>> start Extracted records
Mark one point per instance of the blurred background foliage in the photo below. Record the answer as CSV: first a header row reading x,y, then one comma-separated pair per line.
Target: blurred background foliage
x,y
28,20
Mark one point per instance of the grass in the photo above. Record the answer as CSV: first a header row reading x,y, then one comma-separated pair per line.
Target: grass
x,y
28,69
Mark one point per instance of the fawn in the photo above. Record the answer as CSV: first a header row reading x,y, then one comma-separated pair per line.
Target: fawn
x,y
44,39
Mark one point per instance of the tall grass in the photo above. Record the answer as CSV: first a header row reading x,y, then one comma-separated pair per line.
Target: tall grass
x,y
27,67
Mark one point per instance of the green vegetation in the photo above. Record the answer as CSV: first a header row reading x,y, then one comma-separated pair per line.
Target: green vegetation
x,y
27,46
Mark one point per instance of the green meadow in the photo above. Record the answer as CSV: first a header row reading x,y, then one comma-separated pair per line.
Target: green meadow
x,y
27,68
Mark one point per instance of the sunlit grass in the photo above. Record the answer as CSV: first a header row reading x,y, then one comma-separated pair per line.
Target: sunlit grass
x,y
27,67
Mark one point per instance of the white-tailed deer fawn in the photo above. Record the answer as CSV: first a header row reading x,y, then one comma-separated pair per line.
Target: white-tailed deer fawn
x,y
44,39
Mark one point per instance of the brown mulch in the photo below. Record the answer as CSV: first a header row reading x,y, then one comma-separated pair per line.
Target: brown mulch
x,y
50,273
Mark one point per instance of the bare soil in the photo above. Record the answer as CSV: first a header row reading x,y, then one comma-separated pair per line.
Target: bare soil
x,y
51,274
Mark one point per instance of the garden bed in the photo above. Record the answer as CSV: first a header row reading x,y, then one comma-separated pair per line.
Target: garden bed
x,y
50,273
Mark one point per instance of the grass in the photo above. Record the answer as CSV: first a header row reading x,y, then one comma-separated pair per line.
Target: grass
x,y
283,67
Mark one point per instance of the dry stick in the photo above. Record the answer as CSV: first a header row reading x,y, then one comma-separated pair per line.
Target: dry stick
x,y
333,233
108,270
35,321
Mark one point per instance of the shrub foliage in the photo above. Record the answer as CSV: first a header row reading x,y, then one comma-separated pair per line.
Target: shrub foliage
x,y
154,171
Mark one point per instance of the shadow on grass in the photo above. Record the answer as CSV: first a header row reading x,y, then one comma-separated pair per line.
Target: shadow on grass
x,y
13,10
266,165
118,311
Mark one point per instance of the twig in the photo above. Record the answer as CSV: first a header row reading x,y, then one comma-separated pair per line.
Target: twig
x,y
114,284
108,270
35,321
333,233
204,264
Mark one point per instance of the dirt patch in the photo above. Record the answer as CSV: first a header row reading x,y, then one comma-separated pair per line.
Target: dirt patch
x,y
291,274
>> end Extracted records
Every record shown above should be written out again exactly.

Mark one point per instance of the blurred background foliage in the photo below. Record the answer as CSV: first a header row reading x,y, then one comma-separated pair per line.
Target: blurred background foliage
x,y
28,20
Mark one point per instance of the grass in the photo above. Record the answer as CSV: first a header row reading x,y, then one comma-separated pair per line.
Target: grass
x,y
28,69
Mark one point per instance of the fawn in the photo above. Record the answer as CSV: first a header row reading x,y, then one comma-separated pair per line.
Target: fawn
x,y
44,39
Mark one point per instance of the tall grass in the photo above. Record the answer as CSV: first a header row reading x,y, then one comma-separated pair per line.
Target: tall grass
x,y
27,67
Mark one point per instance of the green vegetation in the photo above. Record the answer as CSV: first a header row reading x,y, then one comma-separated pair per line.
Target: green vegetation
x,y
27,46
Mark one point per instance of the green meadow in the photo above. Record the answer as CSV: first a header row reading x,y, then one comma-separated pair per line.
Target: green meadow
x,y
27,68
Mark one point per instance of the sunlit grass in the photo above. Record the answer as CSV: first a header row reading x,y, then one comma-separated pair per line.
Target: sunlit grass
x,y
27,67
Mark one point per instance of the white-tailed deer fawn in the photo above. Record the answer as CSV: first a header row reading x,y, then one comma-separated pair per line.
Target: white-tailed deer fawn
x,y
44,39
Mark one point per instance of the brown mulch in the photo below. Record the answer as CSV: first a header row reading x,y, then one comma-separated pair per line.
Target: brown mulch
x,y
50,273
Mark one point per instance of the bare soil in the photo above. Record the answer as CSV: first a header row reading x,y, then one comma-separated pair per line.
Target: bare soil
x,y
51,274
Mark one point per instance of the garden bed in the photo above. Record the answer as CSV: first a header row reading x,y, then one comma-separated pair per line.
Target: garden bed
x,y
50,273
Mark one point per instance of the grass in the photo above. Record the answer as CSV: first a header row reading x,y, then one comma-separated pair per line.
Target: grass
x,y
283,67
Mark one point per instance of the dry stick in the photo above. Record the answer as CSV: first a header row reading x,y, then one comma-separated pair per line.
Target: dry stick
x,y
333,233
108,270
35,321
Mark one point per instance of the shrub foliage in the photo above. Record the answer as CSV: first a header row reading x,y, then one comma-separated pair per line.
Target: shrub foliage
x,y
154,171
Mark one point per instance of the shadow on grass in the photo above. Record the answer as CSV: first a header row reading x,y, then one comma-separated pair per line.
Target: shadow on grass
x,y
13,10
266,165
118,311
Mark one point per instance of the twig in the photo above. Record the answer as CSV: first a header row reading x,y, then one comma-separated pair per line.
Target: twig
x,y
114,284
108,270
35,321
333,233
204,264
Mark one point per instance of the dirt patch in the photo above. Record the answer as CSV: first a header row reading x,y, then one comma-separated pair per line.
Target: dirt patch
x,y
291,274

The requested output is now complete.